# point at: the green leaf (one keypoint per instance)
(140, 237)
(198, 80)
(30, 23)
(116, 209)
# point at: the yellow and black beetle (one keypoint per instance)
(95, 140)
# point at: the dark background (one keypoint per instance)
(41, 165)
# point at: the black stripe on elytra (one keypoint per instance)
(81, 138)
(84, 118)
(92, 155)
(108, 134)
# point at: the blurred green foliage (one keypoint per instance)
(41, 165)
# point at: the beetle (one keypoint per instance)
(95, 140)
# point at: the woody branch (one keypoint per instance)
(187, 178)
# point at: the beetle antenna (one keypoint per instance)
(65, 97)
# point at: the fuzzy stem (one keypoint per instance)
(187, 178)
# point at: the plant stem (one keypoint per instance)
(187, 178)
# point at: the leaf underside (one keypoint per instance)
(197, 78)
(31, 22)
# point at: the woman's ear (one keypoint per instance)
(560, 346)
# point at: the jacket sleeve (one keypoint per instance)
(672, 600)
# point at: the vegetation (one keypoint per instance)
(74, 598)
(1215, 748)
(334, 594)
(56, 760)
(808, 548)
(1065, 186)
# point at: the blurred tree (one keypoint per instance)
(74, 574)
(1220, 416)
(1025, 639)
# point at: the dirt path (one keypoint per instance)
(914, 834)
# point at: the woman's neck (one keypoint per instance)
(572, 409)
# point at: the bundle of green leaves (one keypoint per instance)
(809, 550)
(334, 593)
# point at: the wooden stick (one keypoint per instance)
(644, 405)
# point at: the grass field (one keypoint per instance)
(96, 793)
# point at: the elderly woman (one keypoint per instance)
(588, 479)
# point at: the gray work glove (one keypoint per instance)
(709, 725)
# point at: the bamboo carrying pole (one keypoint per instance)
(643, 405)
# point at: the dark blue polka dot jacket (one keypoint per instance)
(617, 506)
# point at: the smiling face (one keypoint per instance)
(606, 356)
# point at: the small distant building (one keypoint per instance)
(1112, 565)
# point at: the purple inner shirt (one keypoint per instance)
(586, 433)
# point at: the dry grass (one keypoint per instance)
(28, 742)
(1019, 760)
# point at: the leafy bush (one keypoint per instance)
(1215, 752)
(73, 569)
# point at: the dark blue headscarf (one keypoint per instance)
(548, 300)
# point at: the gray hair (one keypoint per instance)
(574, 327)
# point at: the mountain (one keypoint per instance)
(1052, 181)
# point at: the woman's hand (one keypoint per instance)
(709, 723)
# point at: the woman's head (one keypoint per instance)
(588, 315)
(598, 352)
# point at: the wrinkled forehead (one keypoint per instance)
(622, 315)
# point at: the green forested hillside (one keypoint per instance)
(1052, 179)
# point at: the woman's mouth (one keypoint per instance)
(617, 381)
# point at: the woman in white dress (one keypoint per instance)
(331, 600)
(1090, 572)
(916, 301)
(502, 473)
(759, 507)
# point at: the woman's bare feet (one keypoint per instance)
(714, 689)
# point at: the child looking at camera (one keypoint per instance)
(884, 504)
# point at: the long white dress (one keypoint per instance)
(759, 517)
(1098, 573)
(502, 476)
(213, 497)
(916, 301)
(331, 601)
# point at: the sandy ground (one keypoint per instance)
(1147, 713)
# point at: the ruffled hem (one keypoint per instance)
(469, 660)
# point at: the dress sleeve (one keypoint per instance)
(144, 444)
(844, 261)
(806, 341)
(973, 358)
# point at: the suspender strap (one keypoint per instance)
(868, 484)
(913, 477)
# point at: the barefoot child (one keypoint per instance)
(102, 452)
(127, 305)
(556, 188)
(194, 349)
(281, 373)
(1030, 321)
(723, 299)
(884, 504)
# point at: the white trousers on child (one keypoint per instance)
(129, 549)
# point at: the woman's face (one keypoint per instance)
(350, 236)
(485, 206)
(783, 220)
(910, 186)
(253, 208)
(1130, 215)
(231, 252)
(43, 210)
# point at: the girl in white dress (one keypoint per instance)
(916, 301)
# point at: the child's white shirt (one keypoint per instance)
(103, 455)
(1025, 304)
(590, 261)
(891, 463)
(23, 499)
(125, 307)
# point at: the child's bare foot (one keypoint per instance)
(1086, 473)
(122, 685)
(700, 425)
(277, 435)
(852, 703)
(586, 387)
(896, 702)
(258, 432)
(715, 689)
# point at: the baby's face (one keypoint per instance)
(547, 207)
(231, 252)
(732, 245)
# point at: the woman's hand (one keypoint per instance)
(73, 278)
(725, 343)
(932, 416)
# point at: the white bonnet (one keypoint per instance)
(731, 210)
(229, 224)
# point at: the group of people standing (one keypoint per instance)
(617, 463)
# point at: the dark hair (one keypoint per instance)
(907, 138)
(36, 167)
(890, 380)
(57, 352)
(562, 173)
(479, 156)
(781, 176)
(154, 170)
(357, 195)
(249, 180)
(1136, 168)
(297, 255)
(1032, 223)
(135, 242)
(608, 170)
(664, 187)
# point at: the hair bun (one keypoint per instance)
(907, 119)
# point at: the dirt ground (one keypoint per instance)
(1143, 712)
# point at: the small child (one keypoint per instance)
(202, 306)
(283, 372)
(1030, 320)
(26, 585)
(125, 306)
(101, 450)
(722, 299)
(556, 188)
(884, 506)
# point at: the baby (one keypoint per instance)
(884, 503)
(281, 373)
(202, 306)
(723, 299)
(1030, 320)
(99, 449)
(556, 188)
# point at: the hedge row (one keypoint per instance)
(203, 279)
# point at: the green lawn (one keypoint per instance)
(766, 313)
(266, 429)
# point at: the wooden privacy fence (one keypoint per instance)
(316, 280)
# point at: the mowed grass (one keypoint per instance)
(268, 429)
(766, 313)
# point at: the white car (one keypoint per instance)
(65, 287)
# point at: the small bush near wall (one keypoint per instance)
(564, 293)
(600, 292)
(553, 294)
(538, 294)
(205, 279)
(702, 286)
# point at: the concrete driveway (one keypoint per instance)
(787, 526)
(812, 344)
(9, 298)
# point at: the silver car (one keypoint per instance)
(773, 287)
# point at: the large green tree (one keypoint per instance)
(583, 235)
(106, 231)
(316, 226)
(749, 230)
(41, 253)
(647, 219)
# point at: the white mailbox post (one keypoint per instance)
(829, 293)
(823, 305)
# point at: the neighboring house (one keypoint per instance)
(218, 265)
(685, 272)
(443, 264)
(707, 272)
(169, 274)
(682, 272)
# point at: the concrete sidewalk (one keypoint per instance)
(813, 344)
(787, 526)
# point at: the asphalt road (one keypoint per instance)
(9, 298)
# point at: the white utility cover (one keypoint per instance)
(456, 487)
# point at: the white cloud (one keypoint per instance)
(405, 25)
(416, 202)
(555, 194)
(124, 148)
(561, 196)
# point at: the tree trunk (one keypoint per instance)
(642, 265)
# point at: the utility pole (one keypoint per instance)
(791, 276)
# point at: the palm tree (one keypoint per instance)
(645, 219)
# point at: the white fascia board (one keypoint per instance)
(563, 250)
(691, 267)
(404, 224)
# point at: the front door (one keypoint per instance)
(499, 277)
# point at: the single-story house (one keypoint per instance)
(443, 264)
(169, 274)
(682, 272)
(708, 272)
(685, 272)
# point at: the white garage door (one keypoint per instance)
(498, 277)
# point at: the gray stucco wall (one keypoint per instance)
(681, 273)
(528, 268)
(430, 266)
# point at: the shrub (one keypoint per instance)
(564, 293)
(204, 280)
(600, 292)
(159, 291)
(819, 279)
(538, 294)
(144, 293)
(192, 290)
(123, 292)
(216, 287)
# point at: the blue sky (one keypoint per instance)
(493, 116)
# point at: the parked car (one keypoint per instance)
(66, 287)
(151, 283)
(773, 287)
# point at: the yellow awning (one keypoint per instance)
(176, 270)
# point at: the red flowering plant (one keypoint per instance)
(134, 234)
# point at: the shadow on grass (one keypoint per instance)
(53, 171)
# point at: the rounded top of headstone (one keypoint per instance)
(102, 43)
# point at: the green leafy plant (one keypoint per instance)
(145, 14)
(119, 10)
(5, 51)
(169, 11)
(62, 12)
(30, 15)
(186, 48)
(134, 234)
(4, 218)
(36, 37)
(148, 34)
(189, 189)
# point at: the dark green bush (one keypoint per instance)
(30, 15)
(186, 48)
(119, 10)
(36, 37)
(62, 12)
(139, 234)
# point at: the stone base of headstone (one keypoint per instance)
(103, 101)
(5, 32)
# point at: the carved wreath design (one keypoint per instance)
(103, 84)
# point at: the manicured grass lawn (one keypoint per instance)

========================================

■ **Work item**
Beginning with the line that holds "# point at: the red", restate word for word every line down to the end of the data, and only those lines.

■ **Result of the task**
# point at: the red flowering plant (one keypoint per instance)
(134, 234)
# point at: the shadow on grass (one keypoint per instance)
(53, 171)
# point at: the rounded top of headstone (one keypoint per instance)
(102, 43)
# point at: the green leafy plant (one keypoint per instance)
(145, 14)
(119, 10)
(5, 51)
(169, 11)
(62, 12)
(30, 15)
(186, 48)
(134, 234)
(4, 218)
(36, 37)
(148, 34)
(189, 189)
# point at: the dark green bush (one keypoint per instance)
(30, 15)
(186, 48)
(119, 10)
(36, 37)
(62, 12)
(139, 234)
# point at: the stone base of headstone (one keypoint per instance)
(103, 101)
(5, 32)
# point at: the carved wreath design (one keypoint per instance)
(103, 84)
# point at: the manicured grass lawn (one keypoint per instance)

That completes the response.